DATA RECORDS
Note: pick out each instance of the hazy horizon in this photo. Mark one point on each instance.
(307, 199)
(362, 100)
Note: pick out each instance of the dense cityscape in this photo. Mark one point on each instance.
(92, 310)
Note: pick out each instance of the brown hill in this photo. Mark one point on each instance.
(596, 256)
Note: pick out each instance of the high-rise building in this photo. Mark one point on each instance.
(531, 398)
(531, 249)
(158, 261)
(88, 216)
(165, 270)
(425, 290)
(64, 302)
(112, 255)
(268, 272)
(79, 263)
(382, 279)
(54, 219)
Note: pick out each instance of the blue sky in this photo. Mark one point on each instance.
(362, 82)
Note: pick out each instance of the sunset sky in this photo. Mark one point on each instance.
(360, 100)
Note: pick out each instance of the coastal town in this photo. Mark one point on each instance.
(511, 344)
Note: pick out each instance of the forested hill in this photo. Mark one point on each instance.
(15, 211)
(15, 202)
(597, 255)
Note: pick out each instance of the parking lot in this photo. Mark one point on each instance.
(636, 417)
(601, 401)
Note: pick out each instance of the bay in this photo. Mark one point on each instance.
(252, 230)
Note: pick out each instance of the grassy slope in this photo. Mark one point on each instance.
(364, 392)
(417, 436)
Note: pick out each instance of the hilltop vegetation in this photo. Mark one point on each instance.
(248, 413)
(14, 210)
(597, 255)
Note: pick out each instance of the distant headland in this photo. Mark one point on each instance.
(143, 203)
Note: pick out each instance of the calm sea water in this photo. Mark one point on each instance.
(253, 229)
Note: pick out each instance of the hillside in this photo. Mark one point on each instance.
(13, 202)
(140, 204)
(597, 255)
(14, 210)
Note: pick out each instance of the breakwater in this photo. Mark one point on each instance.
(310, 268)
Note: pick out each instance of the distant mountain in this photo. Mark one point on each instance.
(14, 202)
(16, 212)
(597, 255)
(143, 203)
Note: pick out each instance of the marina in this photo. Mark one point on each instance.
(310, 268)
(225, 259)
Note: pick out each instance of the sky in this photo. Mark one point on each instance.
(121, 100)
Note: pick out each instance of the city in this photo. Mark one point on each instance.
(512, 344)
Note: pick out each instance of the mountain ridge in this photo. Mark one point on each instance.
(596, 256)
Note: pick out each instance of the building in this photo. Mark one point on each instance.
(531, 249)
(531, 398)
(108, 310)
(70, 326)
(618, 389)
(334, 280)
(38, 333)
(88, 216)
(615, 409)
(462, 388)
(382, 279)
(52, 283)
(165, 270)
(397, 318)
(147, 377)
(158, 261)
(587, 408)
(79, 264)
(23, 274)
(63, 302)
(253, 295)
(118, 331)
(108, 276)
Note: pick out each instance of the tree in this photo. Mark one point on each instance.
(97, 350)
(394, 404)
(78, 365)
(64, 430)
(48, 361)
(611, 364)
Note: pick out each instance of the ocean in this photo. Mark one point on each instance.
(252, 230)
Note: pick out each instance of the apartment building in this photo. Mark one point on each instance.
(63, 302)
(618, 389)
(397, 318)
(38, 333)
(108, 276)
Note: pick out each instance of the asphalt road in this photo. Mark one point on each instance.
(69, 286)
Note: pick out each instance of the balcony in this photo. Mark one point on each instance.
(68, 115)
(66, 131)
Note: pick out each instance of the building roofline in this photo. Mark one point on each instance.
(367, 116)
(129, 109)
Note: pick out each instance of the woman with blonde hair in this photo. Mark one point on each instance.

PROBLEM DETAILS
The answer must be an exact transcription of every record above.

SOLUTION TO THIS EXERCISE
Note: pick out each instance of the hazy horizon in this photo. Mark one point on each instance.
(307, 199)
(362, 100)
Note: pick out each instance of the dense cityscape in this photo. Mark one point on each instance.
(92, 310)
Note: pick out each instance of the brown hill in this photo. Mark one point on each instance.
(596, 256)
Note: pick out each instance of the high-rise building in this photo. Mark one point on each instance.
(531, 398)
(531, 249)
(158, 261)
(88, 216)
(165, 270)
(425, 290)
(64, 302)
(112, 255)
(268, 272)
(79, 263)
(382, 279)
(54, 219)
Note: pick out each instance of the blue sky in this photo. Mark one point on each instance.
(362, 82)
Note: pick out each instance of the sunset sky in this photo. Mark one point on each instance.
(360, 100)
Note: pick out each instance of the coastal town in this photo. Mark one point on each instance.
(511, 344)
Note: pick out each instance of the forested hill in this photo. Mark one point on each instance.
(15, 211)
(15, 202)
(597, 255)
Note: pick out each instance of the parking lot in this photo. Mark one point on each instance.
(636, 417)
(601, 401)
Note: pick out each instance of the bay in this photo. Mark one point on each instance.
(252, 230)
Note: pick out each instance of the grassy slope in this photo. Mark one point on each instance.
(364, 392)
(417, 436)
Note: pick out each instance of the hilltop vegetation in this photo. Mark one point on each instance.
(248, 413)
(14, 210)
(597, 255)
Note: pick out each instance of the distant headland in this photo. Mark one point on each instance.
(143, 203)
Note: pick out each instance of the calm sea water in this photo. Mark one point on each instance.
(253, 229)
Note: pick out each instance of the hillside in this photo. Mark one point on each instance.
(13, 202)
(140, 204)
(597, 255)
(14, 210)
Note: pick out each instance of the breakwater in this photo. Mark one point on each instance.
(310, 268)
Note: pick out each instance of the distant mountain in this photo. Mark one point on each instance.
(14, 202)
(16, 212)
(597, 255)
(143, 203)
Note: pick out each instance of the marina in this photo. Mark one point on each instance.
(310, 268)
(225, 259)
Note: pick out each instance of the sky in this photo. Mark one point on each instance.
(121, 100)
Note: pick out each instance of the city in this photo. Mark one point on each instance.
(512, 344)
Note: pick out each instance of the mountain ridge in this photo. Mark one point on each instance.
(596, 256)
Note: pick out each instance of the building in this photo. Mark one point on each instance.
(531, 249)
(531, 398)
(108, 310)
(70, 326)
(618, 389)
(334, 280)
(38, 333)
(88, 216)
(615, 409)
(462, 388)
(382, 279)
(52, 283)
(165, 270)
(397, 318)
(147, 377)
(158, 261)
(587, 408)
(79, 264)
(23, 274)
(63, 302)
(253, 295)
(118, 331)
(108, 276)
Note: pick out each instance of the tree in this photo. Mark one point on each instance.
(97, 350)
(394, 404)
(78, 365)
(64, 430)
(48, 361)
(611, 364)
Note: pick out each instance of the ocean in this photo. Mark one point on each instance.
(252, 230)
Note: pick out each instance of the apartment building in this photo. Mark one point on each instance.
(63, 302)
(618, 389)
(397, 318)
(38, 333)
(108, 276)
Note: pick out each instance of the asphalt road in this photo. Mark one point on each instance.
(69, 286)
Note: pick out each instance of the balcony in this photo. Mark one point on each instance.
(68, 115)
(66, 131)
Note: pick out each instance of the building roofline in this photo. Mark one point on each instance.
(367, 116)
(129, 109)
Note: pick out each instance of the woman with blonde hair in this photo. Mark one point on each instance.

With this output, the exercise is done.